▼

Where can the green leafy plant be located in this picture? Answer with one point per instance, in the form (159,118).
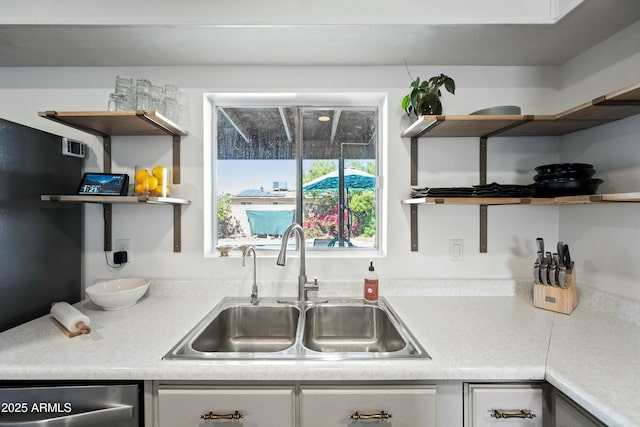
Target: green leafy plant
(424,97)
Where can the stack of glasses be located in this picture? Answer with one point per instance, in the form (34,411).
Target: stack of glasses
(142,95)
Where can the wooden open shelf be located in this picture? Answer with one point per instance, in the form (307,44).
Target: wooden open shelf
(605,109)
(116,123)
(113,199)
(106,124)
(566,200)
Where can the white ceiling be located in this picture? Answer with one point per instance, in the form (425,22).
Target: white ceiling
(349,44)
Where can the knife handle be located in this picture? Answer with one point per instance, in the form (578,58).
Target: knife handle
(566,256)
(543,274)
(540,244)
(561,252)
(562,278)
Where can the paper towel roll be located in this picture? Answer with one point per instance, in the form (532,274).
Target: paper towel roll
(70,317)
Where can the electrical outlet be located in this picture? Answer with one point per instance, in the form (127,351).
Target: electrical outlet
(124,245)
(456,250)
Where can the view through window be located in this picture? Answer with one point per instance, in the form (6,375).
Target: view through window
(281,164)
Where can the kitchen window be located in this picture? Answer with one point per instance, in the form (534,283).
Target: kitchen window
(307,158)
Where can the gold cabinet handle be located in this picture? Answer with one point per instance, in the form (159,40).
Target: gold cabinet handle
(512,413)
(372,416)
(236,415)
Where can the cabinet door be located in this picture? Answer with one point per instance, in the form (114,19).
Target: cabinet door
(199,406)
(569,414)
(395,407)
(491,405)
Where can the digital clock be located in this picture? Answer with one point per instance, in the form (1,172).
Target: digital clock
(104,184)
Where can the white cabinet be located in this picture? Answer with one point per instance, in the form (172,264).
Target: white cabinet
(568,414)
(204,405)
(403,406)
(490,405)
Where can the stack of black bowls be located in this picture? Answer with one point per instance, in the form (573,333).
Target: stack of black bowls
(565,179)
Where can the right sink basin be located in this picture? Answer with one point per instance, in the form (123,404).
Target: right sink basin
(338,328)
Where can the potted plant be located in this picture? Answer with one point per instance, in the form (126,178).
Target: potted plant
(424,98)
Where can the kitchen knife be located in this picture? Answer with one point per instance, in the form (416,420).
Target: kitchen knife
(552,272)
(562,277)
(549,260)
(566,256)
(560,254)
(540,244)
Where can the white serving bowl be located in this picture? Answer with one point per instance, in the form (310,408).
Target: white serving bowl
(118,294)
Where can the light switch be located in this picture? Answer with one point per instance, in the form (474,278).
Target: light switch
(456,250)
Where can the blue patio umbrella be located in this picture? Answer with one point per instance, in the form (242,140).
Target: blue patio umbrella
(352,178)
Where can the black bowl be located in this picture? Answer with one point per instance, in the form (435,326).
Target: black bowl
(562,168)
(567,187)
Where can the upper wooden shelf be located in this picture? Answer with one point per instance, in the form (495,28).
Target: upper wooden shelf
(564,200)
(114,123)
(608,108)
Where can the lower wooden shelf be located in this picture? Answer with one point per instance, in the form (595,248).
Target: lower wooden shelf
(108,201)
(483,202)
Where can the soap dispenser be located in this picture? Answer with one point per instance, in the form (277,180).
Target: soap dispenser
(371,284)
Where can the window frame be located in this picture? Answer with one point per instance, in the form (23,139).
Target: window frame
(299,99)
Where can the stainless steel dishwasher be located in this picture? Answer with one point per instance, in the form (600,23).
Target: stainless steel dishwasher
(96,405)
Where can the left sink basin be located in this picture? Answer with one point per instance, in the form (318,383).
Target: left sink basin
(237,326)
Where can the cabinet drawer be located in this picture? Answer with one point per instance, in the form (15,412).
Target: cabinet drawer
(259,407)
(331,407)
(491,405)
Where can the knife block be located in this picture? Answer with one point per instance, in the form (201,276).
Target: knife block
(557,299)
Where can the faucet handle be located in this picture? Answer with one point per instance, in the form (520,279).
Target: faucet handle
(311,289)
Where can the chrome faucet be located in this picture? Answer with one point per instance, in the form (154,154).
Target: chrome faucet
(304,287)
(254,288)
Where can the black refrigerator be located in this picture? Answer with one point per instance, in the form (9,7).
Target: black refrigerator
(40,242)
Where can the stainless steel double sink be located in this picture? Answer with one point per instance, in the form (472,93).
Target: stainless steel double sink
(328,329)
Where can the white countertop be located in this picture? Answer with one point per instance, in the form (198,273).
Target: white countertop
(591,356)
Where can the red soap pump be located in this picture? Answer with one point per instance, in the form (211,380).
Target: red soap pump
(371,285)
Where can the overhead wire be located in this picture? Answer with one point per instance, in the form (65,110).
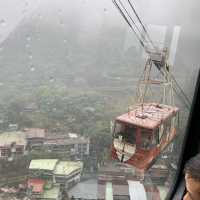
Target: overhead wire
(141,34)
(142,25)
(124,13)
(130,25)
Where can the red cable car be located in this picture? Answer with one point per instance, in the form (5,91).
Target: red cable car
(140,135)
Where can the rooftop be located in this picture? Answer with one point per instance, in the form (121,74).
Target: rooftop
(66,141)
(8,138)
(85,190)
(67,167)
(36,184)
(51,193)
(149,116)
(35,133)
(43,164)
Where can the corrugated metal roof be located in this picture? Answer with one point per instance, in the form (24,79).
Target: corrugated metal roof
(149,116)
(51,193)
(43,164)
(37,185)
(109,191)
(137,190)
(8,138)
(35,133)
(67,167)
(84,190)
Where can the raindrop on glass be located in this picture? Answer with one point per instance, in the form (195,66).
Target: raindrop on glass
(61,22)
(28,38)
(32,69)
(2,22)
(51,79)
(30,57)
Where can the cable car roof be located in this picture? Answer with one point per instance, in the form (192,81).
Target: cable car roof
(148,115)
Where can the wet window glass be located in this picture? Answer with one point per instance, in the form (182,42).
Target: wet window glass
(95,96)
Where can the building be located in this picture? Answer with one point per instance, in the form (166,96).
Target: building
(12,144)
(72,143)
(52,194)
(84,190)
(120,182)
(53,171)
(35,138)
(42,168)
(68,173)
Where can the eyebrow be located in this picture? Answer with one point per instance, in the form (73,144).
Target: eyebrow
(190,195)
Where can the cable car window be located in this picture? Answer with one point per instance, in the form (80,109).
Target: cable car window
(69,68)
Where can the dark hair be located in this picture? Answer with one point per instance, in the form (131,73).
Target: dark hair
(192,167)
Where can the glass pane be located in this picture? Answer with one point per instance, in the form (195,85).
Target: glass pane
(70,68)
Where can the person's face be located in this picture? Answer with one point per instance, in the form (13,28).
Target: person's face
(192,185)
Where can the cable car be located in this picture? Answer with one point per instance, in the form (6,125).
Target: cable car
(140,135)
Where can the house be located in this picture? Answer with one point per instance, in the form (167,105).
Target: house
(36,187)
(12,144)
(64,173)
(35,138)
(68,173)
(71,143)
(120,182)
(52,194)
(42,167)
(84,190)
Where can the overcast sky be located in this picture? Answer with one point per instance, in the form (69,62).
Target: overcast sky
(163,12)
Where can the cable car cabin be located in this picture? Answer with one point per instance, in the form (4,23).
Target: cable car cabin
(143,133)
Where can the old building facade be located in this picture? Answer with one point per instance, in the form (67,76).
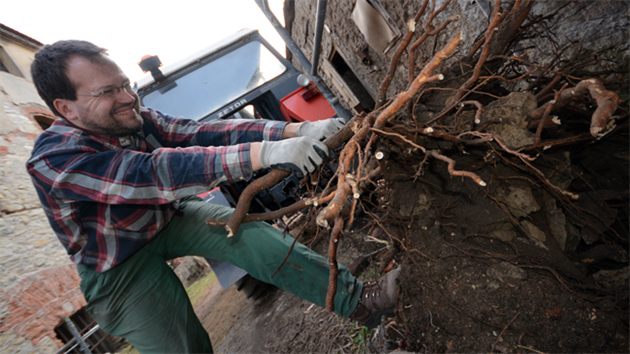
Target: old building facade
(39,286)
(354,61)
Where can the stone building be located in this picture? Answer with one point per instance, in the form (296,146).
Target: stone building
(39,286)
(360,38)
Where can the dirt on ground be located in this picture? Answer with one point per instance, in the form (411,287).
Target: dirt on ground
(509,214)
(506,268)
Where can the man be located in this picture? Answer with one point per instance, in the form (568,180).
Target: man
(118,184)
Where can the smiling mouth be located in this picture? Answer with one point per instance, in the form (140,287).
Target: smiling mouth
(124,112)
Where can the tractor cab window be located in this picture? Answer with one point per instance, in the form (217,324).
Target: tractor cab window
(216,83)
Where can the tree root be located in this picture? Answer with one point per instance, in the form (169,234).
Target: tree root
(602,121)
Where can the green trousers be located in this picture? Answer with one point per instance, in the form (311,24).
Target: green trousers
(144,301)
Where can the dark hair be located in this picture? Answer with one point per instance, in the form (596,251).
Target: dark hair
(50,66)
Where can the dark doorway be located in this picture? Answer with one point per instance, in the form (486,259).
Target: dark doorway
(365,100)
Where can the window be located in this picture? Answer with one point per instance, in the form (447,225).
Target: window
(347,75)
(7,64)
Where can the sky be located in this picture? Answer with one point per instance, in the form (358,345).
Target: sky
(130,29)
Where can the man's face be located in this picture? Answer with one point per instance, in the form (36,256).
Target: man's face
(115,114)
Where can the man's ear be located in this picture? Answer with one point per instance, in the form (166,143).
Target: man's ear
(66,108)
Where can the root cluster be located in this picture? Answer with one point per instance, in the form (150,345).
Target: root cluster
(360,163)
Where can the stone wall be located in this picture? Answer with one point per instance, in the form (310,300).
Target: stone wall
(27,243)
(581,29)
(32,308)
(39,285)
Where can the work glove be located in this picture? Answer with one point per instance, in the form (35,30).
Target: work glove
(300,155)
(321,129)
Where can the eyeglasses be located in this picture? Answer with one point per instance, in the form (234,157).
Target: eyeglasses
(110,92)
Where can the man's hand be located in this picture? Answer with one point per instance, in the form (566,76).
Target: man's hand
(320,129)
(300,155)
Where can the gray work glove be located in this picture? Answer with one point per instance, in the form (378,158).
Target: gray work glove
(320,129)
(300,155)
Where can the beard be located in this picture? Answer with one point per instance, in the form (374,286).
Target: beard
(110,125)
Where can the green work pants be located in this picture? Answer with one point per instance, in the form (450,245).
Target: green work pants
(143,300)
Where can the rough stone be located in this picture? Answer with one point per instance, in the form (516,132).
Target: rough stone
(511,114)
(519,201)
(613,278)
(536,234)
(506,271)
(190,269)
(556,220)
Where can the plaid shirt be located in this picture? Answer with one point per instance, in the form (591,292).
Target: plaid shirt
(106,197)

▲

AIM OF THE EXERCISE → Give back the lines above exactly, from the one with "Where can the eyeglasses" through the last line.

RESULT FOR THIS EXERCISE →
Where can the eyeglasses be located in this picture? Answer with one point per instance, in the form (234,157).
Target: eyeglasses
(110,92)
Where can the man's hand be located in this picture? Answer with one point per instance, in the form (566,76).
Target: man's hand
(320,129)
(300,155)
Where can the gray work glove be located in this picture? Answer with one point per instance, in the form (378,158).
Target: gray work glove
(320,129)
(300,155)
Where can the beard be located in this picture? Answer with one point per instance, in the form (374,286).
Target: beard
(110,125)
Where can the green work pants be located in this picture? Answer with one point per instance, in the form (450,245).
Target: green work pants
(143,300)
Where can the rough stone be located in this picture? Answer with one point per instance, in the form (516,132).
Target: rough stone
(511,114)
(519,201)
(613,278)
(536,234)
(506,271)
(190,269)
(556,220)
Where can the plaid shirt be located in this picture? Answer with one point per instance, in the form (591,292).
Target: plaid shirt
(106,197)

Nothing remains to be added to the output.